### Exercise description:
Quote all of the material below word for word, leaving every line unchanged.
═════ Supplied records ═════
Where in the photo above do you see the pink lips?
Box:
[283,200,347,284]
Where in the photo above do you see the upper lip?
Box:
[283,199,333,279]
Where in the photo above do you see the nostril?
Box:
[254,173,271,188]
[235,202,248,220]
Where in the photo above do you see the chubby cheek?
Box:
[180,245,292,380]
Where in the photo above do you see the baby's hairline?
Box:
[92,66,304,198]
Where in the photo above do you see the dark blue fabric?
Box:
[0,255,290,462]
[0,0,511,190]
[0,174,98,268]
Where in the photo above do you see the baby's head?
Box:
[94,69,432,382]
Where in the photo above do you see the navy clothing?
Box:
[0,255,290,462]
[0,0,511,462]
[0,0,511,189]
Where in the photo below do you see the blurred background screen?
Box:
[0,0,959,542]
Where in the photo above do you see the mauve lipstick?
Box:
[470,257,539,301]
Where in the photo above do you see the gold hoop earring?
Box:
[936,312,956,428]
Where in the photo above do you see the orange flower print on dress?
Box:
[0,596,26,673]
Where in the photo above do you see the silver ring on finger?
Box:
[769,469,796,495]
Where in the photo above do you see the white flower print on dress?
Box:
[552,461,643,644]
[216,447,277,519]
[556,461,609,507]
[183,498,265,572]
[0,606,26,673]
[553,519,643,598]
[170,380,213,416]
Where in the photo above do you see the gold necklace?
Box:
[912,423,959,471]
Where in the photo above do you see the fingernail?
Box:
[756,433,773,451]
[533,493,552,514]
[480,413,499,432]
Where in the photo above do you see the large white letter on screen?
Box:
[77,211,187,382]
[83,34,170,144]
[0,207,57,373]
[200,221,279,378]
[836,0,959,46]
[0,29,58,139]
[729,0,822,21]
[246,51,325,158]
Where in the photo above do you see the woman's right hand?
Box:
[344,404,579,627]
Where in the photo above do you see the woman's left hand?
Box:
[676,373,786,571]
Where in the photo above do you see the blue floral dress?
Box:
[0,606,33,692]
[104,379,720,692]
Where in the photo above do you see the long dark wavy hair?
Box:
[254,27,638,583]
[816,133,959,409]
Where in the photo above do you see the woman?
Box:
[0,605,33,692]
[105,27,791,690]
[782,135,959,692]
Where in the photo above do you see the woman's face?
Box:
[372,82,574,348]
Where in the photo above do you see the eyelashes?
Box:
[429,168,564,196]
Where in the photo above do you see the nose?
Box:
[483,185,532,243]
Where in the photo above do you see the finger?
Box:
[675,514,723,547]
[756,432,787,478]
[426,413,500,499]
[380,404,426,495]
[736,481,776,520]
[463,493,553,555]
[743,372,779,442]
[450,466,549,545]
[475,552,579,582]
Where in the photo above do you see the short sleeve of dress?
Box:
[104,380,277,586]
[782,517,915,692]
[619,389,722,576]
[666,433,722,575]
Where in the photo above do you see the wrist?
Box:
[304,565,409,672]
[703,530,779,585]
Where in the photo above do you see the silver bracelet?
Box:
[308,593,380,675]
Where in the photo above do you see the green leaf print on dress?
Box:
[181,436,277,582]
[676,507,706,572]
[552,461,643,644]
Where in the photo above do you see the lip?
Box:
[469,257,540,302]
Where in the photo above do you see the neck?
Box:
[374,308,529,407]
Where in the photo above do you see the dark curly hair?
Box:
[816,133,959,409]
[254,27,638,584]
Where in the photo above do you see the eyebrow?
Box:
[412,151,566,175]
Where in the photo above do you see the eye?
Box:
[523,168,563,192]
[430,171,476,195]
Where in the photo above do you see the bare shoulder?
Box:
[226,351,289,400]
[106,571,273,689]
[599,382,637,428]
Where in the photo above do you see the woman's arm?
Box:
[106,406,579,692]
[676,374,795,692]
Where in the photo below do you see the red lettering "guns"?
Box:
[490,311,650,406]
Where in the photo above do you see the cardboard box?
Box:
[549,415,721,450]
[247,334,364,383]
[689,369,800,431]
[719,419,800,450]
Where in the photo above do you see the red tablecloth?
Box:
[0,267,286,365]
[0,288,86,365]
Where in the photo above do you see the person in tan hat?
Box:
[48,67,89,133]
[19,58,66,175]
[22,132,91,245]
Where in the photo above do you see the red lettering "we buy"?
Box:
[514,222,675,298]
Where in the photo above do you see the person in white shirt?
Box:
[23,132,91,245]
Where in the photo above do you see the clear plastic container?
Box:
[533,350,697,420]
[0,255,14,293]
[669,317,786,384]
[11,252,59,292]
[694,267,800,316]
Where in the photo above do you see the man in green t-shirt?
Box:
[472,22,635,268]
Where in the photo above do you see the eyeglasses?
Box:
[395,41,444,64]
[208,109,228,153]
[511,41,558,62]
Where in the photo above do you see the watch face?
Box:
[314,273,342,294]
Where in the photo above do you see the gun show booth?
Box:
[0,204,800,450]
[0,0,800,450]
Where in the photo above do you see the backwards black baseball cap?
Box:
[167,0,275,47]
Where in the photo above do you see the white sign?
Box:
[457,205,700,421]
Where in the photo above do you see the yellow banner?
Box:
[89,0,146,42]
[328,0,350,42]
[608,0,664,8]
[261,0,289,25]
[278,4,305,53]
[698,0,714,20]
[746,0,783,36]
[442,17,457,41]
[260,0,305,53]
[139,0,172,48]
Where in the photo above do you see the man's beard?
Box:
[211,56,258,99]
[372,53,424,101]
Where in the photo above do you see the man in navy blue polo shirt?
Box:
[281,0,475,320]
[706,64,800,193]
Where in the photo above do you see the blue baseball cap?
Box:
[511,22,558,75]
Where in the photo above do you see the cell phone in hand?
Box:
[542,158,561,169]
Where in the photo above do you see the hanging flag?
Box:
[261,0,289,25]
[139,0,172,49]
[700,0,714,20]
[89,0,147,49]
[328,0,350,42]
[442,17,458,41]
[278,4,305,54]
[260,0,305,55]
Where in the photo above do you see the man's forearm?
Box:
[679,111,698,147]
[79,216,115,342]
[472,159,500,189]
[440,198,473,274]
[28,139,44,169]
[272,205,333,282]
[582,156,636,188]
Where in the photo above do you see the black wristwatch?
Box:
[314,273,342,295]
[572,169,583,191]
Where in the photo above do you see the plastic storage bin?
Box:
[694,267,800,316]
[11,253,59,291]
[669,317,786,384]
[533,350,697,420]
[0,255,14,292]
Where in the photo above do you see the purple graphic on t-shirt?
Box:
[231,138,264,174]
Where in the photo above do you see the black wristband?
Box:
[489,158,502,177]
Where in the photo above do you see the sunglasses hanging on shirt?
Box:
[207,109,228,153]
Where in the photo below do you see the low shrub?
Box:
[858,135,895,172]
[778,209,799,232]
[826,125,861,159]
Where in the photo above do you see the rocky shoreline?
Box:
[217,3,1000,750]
═════
### Task result:
Where in the photo above do you see the pink lips?
Box:
[283,200,347,284]
Where in the photo above do you see the upper lip?
Box:
[283,199,333,279]
Where in the photo above do you see the nostril?
Box:
[254,173,271,188]
[235,202,248,220]
Where in the photo above do you see the chubby cheek?
Box:
[180,245,292,380]
Where in the photo above do you see the baby's hairline?
Box:
[92,66,304,198]
Where in the photo above do you see the dark blue fabric?
Box:
[0,255,290,462]
[0,0,511,190]
[0,174,98,268]
Where in the photo above do you see the baby's head?
Box:
[94,69,432,382]
Where in the photo above do you see the navy clothing?
Box:
[0,255,290,462]
[0,0,511,462]
[0,0,511,189]
Where in the photo below do you see the blurred background screen?
Box:
[0,0,959,542]
Where in the photo above do you see the mauve lipstick?
Box:
[470,257,539,301]
Where in the photo above do you see the gold hoop earring?
Box:
[936,312,956,428]
Where in the photo above do you see the orange flower print on dress?
Box:
[0,596,26,673]
Where in the photo above do you see the silver ring on finger?
Box:
[769,469,796,495]
Where in the photo above do you see the white flower print on dress?
Box:
[552,461,643,644]
[216,447,277,519]
[556,461,609,507]
[183,498,265,572]
[0,606,26,673]
[553,519,643,598]
[170,380,213,416]
Where in the photo above do you see the gold necklace?
Box:
[912,423,959,471]
Where in the photo above do you see the fingernail?
Box:
[756,433,773,451]
[533,493,552,514]
[480,413,499,432]
Where in the photo above do you see the large white letter on screen?
Box:
[77,211,187,382]
[83,34,170,144]
[0,207,57,373]
[200,221,279,378]
[836,0,959,46]
[0,29,58,139]
[729,0,822,21]
[246,51,325,158]
Where in the photo above do you see the woman's right hand?
Box:
[344,404,579,627]
Where in the photo above do you see the woman's left hand?
Box:
[676,373,786,571]
Where in the photo above do you see the blue floral dress?
Box:
[0,606,33,692]
[104,379,720,692]
Where in the photo above do you see the long dark wavy hair?
Box:
[254,27,638,583]
[816,133,959,409]
Where in the photo above do you see the woman?
Box:
[0,605,33,692]
[105,27,791,690]
[782,135,959,692]
Where in the photo above do you see the woman's face?
Box:
[372,82,574,348]
Where in the photo above do you see the eyelashes?
Box:
[429,168,564,196]
Where in the photo above do you see the nose?
Box:
[483,185,532,243]
Where in the photo above do you see the finger?
Box:
[675,514,723,547]
[756,432,787,478]
[426,413,500,499]
[380,404,426,495]
[736,481,776,520]
[463,493,553,555]
[743,372,779,442]
[450,466,549,545]
[475,552,579,582]
Where in the photo above do you see the short sleeve of dress?
Box:
[104,380,277,586]
[782,517,915,692]
[619,389,722,576]
[666,433,722,575]
Where in the photo above do you see the wrist?
Box:
[304,565,409,672]
[703,530,779,585]
Where in the photo above do you see the silver bracelet?
Box:
[308,593,380,675]
Where in the photo above do you see the green leaf print on dress?
Box:
[181,436,277,582]
[676,507,706,572]
[552,461,643,644]
Where in the photo above do you see the lip?
Box:
[469,257,540,302]
Where in the photo above do you see the neck?
Box:
[374,308,529,407]
Where in the photo above do you see the dark curly hair?
Box:
[816,133,959,409]
[254,27,638,584]
Where in the photo above do you see the eyebrow?
Box:
[412,151,566,175]
Where in the photo above do you see the eye?
Box:
[523,168,563,192]
[430,171,476,195]
Where in the photo above do you see the bare shoulder?
Box:
[226,351,289,400]
[106,571,273,689]
[599,382,637,428]
Where in the photo above do you see the woman's arm?
Box:
[106,406,579,692]
[676,374,795,692]
Where in the photo below do you see the red lettering "guns"?
Box:
[490,311,650,406]
Where in the photo above do you see the cardboard box?
Box:
[549,415,721,450]
[247,334,364,383]
[689,369,800,431]
[719,419,800,450]
Where in the photo above do you see the red tablecloth?
Box:
[0,267,286,365]
[0,288,86,365]
Where in the photo above do you see the person in tan hat?
Box:
[48,67,89,133]
[19,58,66,175]
[22,132,91,245]
Where in the photo above do you see the red lettering "we buy"?
Box:
[514,222,675,298]
Where in the photo above do you see the person in white shirt?
Box:
[23,132,91,245]
Where in the photo above do you see the clear plastic container?
Box:
[533,350,697,420]
[0,255,14,293]
[669,317,786,384]
[11,252,59,292]
[694,267,800,316]
Where in the photo above do you see the man in green t-shirt?
Box:
[472,22,635,268]
Where in the photo above do you see the eyeglasses?
Box:
[395,41,444,64]
[208,109,228,153]
[511,41,558,62]
Where in the photo above do you see the watch face?
Box:
[314,273,342,294]
Where in the photo above do you see the gun show booth?
Box:
[0,204,800,450]
[0,0,800,450]
Where in the photo above do you see the backwards black baseball cap?
Box:
[167,0,275,47]
Where in the photo above do you see the white sign?
Box:
[457,205,700,421]
Where in the photo above do you see the yellow banner?
Box:
[89,0,146,42]
[328,0,350,42]
[608,0,664,8]
[261,0,289,25]
[278,4,305,53]
[698,0,714,20]
[746,0,783,36]
[442,17,457,41]
[260,0,305,53]
[139,0,172,48]
Where in the photo above do you see the man's beard?
Box:
[211,56,258,99]
[372,53,424,101]
Where in the photo above do you see the man in navy blue polo shirt?
Box:
[281,0,475,320]
[706,64,800,193]
Where in the photo above do you see the blue baseball cap?
Box:
[511,22,558,75]
Where in the photo above do you see the cell phone in hand?
Box:
[542,158,561,169]
Where in the photo above do you see the hanging flag?
Box:
[261,0,289,25]
[139,0,172,49]
[700,0,714,20]
[89,0,147,49]
[328,0,350,42]
[442,17,458,41]
[278,4,305,54]
[260,0,305,55]
Where in the photo above do you see the man's forearm?
Box:
[679,111,698,147]
[79,216,115,342]
[472,159,500,189]
[440,198,473,274]
[28,139,44,169]
[272,205,333,282]
[582,156,636,188]
Where in the photo above do you see the black wristwatch?
Box:
[314,273,342,295]
[572,169,583,191]
Where in the photo above do you see the plastic storage bin?
Box:
[694,267,800,316]
[11,253,59,291]
[669,317,786,384]
[533,350,697,420]
[0,255,14,292]
Where in the photo above do you see the purple graphic on t-shirt?
Box:
[231,138,264,174]
Where in the photo above do you see the black wristband?
Box:
[489,158,502,177]
Where in the photo above do you see the sunglasses hanging on shirt?
Box:
[207,109,228,153]
Where in the photo below do you see the low shrub?
Box:
[858,135,895,172]
[778,209,799,232]
[826,125,861,159]
Where in the photo above do you see the rocky shoreline?
Box:
[217,3,1000,750]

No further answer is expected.